- Exercise directions -
Please show all lines of the records that include "grille".

Stored items from a collection:
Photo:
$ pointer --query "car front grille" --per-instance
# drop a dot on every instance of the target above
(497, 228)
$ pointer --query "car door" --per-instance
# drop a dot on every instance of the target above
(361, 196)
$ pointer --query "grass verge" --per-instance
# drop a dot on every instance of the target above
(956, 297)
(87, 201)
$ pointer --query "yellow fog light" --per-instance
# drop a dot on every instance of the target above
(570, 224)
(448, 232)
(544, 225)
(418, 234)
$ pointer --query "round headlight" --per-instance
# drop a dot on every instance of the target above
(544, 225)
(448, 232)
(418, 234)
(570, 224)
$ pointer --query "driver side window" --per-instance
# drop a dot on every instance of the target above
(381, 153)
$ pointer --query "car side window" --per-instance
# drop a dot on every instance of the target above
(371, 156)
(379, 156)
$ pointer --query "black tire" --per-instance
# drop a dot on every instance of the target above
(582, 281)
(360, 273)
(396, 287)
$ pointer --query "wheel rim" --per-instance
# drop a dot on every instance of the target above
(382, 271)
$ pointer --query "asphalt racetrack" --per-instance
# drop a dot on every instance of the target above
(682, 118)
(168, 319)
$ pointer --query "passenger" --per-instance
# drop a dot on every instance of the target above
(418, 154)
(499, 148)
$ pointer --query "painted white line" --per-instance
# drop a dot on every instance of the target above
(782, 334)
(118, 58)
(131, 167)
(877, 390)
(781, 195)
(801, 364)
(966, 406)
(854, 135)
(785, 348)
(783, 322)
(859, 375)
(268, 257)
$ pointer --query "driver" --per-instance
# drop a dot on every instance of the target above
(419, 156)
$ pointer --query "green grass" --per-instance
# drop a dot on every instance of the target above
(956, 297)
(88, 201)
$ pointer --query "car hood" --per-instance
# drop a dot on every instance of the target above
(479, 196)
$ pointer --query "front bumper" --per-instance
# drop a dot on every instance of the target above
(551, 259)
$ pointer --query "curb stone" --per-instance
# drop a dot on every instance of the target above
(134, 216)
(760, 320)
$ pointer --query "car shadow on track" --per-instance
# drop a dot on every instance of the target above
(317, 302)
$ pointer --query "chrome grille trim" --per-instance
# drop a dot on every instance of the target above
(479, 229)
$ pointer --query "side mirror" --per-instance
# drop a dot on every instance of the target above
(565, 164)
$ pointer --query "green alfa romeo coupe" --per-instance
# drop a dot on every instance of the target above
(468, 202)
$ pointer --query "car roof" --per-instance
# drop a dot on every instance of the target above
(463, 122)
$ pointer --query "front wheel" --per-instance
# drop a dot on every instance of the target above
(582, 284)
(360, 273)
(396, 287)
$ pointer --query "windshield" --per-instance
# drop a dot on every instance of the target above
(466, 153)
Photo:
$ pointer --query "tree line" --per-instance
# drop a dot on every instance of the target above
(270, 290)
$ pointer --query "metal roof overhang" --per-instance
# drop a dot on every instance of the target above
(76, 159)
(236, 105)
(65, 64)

- Task solution -
$ pointer --query "car front grille" --per-instance
$ pointer --query "chrome grille trim" --per-instance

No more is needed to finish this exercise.